(Dataset rows showing where objects appear)

_ _ _ _

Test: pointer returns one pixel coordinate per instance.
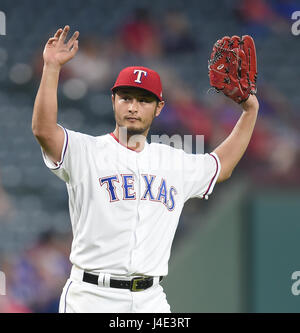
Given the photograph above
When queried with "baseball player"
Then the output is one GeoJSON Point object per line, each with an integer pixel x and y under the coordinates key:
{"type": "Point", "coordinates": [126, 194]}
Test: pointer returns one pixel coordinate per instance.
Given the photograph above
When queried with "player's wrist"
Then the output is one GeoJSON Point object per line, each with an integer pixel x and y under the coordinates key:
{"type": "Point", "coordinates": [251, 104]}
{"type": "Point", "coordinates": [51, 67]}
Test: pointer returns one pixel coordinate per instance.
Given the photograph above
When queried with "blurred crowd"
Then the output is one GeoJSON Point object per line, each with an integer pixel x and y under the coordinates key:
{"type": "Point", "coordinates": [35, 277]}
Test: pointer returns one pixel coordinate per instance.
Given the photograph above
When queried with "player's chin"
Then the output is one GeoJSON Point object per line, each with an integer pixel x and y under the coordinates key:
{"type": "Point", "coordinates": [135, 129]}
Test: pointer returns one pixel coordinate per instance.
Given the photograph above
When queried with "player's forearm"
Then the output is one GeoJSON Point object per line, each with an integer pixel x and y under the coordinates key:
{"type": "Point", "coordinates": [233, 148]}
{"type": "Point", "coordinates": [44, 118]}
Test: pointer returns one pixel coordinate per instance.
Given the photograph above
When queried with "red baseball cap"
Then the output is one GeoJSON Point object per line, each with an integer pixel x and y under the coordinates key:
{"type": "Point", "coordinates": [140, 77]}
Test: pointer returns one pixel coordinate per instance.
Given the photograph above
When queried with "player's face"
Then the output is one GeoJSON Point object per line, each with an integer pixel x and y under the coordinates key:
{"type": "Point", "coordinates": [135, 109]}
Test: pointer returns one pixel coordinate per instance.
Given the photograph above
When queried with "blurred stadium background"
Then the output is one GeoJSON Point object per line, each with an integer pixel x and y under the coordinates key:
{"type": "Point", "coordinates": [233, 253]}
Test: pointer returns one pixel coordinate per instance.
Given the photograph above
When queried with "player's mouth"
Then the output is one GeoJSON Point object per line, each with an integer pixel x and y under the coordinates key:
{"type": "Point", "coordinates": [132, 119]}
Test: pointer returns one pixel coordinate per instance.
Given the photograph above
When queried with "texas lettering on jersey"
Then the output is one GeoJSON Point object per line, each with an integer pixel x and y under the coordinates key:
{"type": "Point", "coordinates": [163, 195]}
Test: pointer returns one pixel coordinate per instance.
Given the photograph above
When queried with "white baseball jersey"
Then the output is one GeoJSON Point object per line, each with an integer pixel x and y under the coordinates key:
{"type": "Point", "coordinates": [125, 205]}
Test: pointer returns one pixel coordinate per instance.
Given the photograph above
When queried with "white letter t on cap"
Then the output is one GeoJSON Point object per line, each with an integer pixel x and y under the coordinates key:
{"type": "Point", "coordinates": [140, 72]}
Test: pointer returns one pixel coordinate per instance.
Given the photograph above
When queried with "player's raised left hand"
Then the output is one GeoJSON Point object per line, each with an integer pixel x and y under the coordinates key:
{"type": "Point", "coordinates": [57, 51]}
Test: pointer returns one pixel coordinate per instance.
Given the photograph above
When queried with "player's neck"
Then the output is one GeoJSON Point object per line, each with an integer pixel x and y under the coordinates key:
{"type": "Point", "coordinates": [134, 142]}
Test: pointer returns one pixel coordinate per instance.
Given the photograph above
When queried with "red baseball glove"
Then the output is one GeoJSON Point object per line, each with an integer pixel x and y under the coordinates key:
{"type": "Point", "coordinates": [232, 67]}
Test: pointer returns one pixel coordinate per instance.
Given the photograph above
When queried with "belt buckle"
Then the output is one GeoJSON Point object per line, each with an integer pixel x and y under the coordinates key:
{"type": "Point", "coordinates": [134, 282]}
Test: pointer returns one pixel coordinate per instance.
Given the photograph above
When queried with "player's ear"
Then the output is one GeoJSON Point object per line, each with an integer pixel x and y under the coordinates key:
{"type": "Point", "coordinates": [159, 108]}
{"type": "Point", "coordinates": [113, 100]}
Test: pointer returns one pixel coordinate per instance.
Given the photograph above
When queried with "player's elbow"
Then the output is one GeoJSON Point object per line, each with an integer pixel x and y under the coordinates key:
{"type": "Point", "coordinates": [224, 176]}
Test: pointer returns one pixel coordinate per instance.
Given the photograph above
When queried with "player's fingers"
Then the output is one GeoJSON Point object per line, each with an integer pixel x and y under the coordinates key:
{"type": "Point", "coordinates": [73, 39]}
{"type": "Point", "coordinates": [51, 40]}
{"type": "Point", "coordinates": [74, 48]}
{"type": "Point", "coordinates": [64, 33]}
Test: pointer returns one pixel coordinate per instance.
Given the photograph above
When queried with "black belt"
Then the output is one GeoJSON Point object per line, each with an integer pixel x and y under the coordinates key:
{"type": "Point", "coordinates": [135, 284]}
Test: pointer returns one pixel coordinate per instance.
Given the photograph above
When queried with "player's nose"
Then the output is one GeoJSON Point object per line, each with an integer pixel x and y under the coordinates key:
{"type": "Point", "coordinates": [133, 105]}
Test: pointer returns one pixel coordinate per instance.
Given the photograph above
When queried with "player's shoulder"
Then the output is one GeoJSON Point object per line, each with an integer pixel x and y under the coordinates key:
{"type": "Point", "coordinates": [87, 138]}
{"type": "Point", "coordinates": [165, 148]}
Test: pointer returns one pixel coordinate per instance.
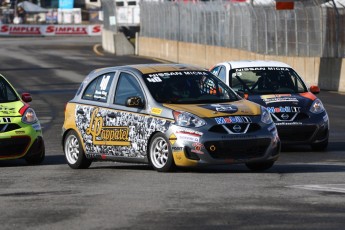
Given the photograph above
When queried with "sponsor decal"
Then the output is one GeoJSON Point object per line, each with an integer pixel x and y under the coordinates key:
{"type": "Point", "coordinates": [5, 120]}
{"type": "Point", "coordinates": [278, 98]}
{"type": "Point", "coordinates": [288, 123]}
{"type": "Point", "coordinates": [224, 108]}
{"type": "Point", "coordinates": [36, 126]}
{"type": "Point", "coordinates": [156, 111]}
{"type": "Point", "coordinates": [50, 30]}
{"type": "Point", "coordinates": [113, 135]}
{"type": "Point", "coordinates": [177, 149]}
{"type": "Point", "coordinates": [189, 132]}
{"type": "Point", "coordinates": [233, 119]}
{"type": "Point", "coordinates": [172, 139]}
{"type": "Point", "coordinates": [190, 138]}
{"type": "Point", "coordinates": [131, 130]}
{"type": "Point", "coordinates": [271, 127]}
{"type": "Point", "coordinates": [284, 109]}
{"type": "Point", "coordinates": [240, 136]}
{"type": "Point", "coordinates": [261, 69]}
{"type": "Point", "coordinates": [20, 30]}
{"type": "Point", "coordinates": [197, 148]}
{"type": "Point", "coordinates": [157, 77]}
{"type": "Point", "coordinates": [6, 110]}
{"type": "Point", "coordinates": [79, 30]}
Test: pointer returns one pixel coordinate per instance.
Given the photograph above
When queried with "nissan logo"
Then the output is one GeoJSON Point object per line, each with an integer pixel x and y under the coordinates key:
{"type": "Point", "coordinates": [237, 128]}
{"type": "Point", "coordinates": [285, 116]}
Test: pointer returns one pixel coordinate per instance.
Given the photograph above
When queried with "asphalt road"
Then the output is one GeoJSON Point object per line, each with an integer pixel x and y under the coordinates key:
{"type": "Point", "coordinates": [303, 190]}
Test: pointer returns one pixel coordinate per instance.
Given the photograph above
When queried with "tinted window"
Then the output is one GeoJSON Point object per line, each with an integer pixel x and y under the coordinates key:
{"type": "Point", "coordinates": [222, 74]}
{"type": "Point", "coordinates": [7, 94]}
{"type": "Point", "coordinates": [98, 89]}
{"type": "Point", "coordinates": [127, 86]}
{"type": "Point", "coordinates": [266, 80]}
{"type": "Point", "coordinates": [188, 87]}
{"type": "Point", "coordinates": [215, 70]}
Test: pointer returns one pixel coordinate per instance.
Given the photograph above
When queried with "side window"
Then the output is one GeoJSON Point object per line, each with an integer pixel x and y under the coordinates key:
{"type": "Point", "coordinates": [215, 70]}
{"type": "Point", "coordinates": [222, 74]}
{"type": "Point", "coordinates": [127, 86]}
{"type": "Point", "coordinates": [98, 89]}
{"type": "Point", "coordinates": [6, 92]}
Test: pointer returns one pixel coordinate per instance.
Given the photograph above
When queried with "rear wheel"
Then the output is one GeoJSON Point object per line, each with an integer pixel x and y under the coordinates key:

_ _ _ _

_WHAT IS ASKED:_ Gather every line of the items above that contains the word "window", and copy each one out in full.

_EXERCISE ANSWER:_
When queried with "tinted window"
When queried with "side window"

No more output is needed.